◆ EXERCISE PROMPT: Could you print every record below exactly as it appears?
+++ SUPPLIED DATA
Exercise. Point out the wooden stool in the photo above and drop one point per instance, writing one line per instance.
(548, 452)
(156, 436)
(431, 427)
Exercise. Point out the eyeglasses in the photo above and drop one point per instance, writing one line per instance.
++++++
◆ RESPONSE TO THE TASK:
Exercise. Point out the wooden stool in the photo above and drop one point per instance, writing one line per instance.
(548, 452)
(156, 436)
(431, 427)
Exercise. Point out the eyeglasses in the photo above and drop one point per instance, writing one line per instance.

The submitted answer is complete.